[What to do] Pick out every line in the entries below that contains the word "building", matching case exactly, and copy each such line in full.

##########

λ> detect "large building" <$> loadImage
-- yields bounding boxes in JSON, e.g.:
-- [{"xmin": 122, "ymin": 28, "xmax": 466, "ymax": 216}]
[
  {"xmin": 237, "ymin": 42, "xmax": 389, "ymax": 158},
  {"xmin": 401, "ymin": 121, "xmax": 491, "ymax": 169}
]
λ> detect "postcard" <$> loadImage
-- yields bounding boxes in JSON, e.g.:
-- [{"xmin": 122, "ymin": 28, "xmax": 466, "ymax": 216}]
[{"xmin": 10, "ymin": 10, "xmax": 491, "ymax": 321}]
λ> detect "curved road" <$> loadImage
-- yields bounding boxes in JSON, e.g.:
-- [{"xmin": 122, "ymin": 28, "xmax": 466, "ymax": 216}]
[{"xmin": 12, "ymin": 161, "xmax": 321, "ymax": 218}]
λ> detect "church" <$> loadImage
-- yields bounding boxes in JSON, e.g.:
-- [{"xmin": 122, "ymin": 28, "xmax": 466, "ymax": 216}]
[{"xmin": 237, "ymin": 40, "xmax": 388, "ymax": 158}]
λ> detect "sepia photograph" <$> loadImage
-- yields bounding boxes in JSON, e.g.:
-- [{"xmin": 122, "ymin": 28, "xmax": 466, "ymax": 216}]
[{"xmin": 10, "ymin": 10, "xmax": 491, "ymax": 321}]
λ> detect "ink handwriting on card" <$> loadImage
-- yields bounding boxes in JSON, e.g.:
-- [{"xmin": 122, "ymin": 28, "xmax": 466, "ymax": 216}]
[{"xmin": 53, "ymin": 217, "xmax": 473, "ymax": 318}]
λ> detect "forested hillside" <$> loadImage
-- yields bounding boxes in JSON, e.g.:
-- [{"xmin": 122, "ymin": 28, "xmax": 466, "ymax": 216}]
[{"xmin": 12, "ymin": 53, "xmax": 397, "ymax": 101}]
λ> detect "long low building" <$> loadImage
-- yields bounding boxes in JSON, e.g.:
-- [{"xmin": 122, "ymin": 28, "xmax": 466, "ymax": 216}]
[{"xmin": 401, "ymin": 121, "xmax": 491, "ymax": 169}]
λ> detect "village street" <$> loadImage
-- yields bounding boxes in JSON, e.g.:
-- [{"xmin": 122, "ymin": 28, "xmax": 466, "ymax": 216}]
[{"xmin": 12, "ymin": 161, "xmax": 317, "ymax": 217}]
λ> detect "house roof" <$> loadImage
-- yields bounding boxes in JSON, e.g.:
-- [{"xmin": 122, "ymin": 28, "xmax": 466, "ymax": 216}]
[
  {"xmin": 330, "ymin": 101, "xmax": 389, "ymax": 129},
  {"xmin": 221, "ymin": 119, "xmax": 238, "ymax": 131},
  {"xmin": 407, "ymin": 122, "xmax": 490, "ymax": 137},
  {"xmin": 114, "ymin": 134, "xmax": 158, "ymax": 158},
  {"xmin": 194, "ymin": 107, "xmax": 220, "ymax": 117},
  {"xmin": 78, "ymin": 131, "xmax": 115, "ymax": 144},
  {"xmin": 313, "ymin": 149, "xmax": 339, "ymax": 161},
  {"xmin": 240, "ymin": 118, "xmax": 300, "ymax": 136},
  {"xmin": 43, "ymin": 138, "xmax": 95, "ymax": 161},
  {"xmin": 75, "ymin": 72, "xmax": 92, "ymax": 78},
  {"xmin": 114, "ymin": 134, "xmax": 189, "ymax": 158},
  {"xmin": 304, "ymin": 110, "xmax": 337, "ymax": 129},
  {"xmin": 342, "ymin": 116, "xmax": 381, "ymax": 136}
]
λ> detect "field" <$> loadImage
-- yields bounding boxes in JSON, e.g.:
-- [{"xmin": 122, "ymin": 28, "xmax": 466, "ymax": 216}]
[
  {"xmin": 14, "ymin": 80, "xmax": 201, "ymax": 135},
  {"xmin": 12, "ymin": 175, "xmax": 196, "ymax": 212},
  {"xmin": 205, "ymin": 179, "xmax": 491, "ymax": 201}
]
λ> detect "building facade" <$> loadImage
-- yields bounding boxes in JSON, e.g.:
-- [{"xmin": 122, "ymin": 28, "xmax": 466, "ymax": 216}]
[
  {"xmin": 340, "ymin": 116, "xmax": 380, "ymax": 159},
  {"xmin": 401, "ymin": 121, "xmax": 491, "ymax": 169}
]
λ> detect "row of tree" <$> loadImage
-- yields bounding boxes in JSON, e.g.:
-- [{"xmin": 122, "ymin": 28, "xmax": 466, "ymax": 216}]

##########

[Reply to the task]
λ> detect "large building" <$> loadImage
λ> detect "long low building" <$> loadImage
λ> detect "building facade" <$> loadImage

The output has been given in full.